## Extrait du texte
- - - - -

Le testament
La révocation et la caducité des testaments (6/7)
Le législateur, la doctrine et la jurisprudence ont déterminé plusieurs causes pouvant mener à la révocation ou à la caducité du testament ou d'un legs.
L'effet de cette révocation ou caducité est que le testament ou le legs en question, ne peut ni sortir ses effets, ni être exécuté. 52
La révocation
La révocation consiste à l'anéantissement d'un legs ou du testament. Cette révocation se fait par la volonté du testateur.
Le principe général est que les testaments et les legs peuvent être révoqués. Cela étant, pour un souci de sécurité, le législateur a mis en place des réglementations encadrant cette révocation.

- - - - -

## Extraits de données
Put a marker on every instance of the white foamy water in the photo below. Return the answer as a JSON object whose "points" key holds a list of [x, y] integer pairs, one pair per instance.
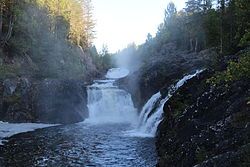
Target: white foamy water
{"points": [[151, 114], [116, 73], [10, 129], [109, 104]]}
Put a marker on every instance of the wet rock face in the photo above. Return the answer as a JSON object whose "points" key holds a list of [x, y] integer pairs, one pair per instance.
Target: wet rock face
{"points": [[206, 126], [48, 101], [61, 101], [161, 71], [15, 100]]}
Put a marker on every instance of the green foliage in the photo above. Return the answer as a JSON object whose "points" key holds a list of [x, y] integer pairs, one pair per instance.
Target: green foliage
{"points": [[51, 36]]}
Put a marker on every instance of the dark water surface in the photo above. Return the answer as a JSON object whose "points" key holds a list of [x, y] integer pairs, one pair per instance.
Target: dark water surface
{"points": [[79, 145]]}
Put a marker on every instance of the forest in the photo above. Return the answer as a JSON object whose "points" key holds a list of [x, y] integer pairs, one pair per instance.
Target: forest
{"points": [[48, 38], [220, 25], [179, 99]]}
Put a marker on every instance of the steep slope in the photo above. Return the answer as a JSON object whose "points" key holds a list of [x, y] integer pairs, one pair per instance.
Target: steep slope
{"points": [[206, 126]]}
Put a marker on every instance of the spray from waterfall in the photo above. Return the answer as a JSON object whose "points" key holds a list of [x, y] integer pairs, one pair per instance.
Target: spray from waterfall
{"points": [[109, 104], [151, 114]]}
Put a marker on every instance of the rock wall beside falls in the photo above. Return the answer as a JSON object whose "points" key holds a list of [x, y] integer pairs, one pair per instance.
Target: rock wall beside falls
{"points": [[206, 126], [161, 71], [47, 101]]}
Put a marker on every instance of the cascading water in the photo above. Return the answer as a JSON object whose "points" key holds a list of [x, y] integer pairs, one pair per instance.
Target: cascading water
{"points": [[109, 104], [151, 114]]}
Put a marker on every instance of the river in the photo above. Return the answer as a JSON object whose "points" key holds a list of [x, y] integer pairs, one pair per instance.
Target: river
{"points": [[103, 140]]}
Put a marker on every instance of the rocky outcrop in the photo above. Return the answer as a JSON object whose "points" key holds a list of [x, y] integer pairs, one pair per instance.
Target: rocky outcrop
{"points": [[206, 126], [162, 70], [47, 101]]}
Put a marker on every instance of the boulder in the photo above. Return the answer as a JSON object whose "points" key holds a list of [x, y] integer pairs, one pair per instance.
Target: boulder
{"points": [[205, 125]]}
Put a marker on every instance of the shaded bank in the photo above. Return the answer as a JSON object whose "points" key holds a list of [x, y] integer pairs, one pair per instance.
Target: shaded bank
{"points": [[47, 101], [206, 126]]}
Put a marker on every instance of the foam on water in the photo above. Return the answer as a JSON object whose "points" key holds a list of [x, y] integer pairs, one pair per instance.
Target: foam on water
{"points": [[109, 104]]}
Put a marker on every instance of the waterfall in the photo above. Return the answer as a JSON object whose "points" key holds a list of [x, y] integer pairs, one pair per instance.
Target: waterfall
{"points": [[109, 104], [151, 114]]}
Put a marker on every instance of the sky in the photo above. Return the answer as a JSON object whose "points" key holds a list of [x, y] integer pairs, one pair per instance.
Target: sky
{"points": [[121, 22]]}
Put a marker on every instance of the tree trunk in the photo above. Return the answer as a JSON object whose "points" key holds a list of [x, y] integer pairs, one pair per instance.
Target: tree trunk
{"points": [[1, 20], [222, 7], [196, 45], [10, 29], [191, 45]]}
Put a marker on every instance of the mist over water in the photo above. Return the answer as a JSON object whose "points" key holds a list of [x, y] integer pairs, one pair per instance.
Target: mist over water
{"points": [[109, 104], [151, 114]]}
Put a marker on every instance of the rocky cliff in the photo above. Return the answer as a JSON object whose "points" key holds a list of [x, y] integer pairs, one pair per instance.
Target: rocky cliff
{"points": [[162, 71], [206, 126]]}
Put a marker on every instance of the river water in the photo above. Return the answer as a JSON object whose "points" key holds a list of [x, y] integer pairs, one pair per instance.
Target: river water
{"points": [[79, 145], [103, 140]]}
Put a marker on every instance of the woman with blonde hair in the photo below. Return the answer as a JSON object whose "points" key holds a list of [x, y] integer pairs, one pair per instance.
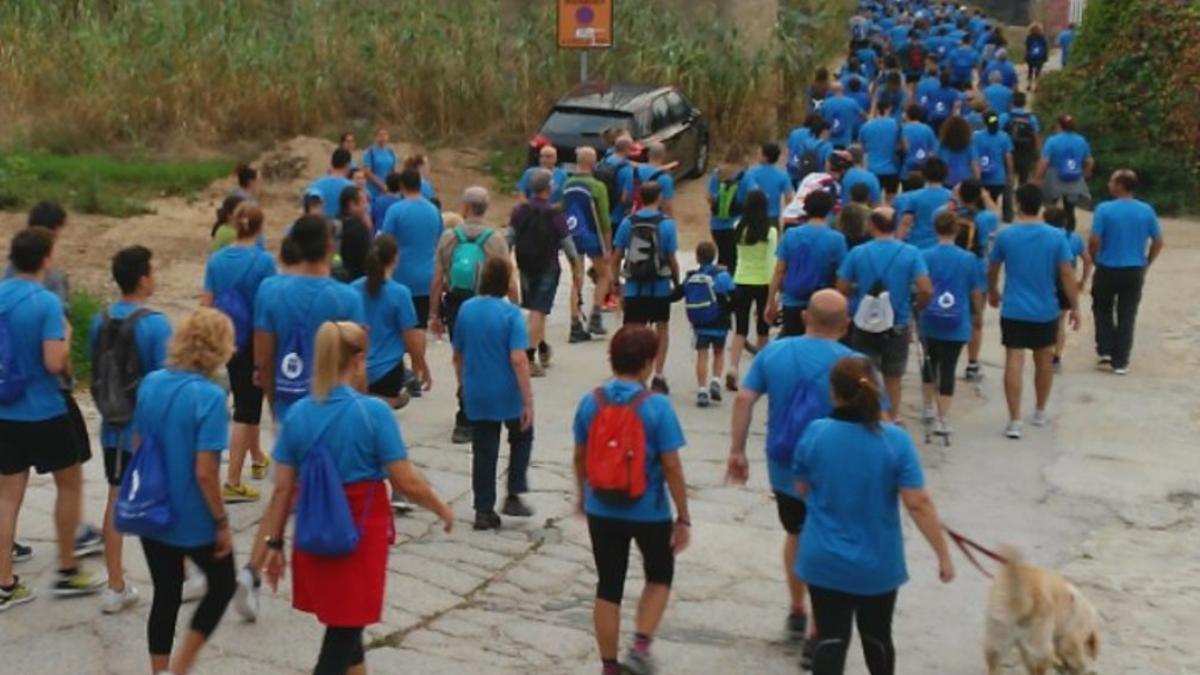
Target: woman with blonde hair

- - - - -

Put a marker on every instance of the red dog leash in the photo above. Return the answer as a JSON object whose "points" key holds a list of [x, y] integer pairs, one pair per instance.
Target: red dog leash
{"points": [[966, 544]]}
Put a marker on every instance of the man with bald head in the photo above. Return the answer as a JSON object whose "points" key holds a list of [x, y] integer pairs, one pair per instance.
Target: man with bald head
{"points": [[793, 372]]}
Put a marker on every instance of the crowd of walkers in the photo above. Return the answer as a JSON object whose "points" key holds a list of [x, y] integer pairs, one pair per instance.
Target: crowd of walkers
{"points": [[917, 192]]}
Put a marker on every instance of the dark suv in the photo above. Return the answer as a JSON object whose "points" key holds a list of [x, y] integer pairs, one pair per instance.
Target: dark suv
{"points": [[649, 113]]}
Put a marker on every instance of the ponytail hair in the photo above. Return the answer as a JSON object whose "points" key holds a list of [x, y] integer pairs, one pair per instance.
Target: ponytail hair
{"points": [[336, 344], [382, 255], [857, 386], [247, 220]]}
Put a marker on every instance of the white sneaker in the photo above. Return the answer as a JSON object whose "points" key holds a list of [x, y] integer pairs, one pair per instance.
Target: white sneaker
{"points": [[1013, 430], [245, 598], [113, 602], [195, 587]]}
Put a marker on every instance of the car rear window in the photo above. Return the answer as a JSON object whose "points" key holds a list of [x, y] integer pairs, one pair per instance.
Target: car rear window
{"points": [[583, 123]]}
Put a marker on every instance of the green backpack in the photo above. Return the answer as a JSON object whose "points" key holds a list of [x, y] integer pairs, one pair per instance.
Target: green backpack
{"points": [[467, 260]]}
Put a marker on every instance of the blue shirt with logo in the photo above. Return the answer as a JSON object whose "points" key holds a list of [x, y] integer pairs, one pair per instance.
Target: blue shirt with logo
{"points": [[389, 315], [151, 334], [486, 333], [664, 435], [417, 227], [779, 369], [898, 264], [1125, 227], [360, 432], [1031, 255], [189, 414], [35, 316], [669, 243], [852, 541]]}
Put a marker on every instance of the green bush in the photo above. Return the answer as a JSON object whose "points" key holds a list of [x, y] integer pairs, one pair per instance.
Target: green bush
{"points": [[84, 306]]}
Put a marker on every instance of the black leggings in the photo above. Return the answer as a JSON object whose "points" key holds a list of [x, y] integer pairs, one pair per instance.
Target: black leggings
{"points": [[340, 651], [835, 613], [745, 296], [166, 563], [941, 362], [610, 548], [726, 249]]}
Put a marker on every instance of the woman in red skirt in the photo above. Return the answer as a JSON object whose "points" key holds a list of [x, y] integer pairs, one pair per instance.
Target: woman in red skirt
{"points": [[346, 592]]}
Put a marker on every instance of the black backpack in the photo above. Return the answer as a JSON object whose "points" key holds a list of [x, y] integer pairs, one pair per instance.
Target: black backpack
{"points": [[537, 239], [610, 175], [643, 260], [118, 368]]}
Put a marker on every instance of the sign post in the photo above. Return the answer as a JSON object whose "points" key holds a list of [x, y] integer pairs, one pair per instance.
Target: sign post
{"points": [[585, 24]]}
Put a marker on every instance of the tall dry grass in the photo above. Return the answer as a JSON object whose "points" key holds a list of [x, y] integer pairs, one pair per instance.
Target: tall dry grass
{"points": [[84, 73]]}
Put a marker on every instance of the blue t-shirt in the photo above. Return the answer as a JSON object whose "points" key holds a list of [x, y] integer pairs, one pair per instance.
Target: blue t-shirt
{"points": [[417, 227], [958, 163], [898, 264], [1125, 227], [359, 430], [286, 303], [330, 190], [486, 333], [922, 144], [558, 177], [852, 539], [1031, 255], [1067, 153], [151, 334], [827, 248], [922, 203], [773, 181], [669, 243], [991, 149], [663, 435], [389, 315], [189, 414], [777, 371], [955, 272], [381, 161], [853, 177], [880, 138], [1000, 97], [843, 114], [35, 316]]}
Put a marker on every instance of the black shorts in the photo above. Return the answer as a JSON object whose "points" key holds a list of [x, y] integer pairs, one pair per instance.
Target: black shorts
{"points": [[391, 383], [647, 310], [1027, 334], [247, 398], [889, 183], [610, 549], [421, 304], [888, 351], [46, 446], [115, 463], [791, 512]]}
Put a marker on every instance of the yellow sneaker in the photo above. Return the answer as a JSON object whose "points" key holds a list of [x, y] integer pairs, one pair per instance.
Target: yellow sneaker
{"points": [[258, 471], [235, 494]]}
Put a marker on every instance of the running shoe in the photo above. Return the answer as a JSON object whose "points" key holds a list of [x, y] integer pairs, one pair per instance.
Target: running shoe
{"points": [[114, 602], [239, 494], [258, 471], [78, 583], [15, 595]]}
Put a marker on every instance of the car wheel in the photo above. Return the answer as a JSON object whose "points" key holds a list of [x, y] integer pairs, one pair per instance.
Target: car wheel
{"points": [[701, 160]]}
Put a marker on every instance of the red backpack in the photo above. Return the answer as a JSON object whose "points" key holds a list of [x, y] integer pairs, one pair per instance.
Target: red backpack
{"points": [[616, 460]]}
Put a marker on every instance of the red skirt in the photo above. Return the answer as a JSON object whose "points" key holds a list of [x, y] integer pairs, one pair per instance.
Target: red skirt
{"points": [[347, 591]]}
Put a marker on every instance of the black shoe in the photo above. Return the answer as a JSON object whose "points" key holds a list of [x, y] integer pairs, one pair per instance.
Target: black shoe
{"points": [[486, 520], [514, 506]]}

- - - - -

Recopiez le passage du texte sur le testament qui va de « L'effet de cette » jusqu'à « encadrant cette révocation. » inclus, en y renommant « testateur » en « disposant ». Les enregistrements forment un matériau distinct du texte sur le testament.

L'effet de cette révocation ou caducité est que le testament ou le legs en question, ne peut ni sortir ses effets, ni être exécuté. 52
La révocation
La révocation consiste à l'anéantissement d'un legs ou du testament. Cette révocation se fait par la volonté du disposant.
Le principe général est que les testaments et les legs peuvent être révoqués. Cela étant, pour un souci de sécurité, le législateur a mis en place des réglementations encadrant cette révocation.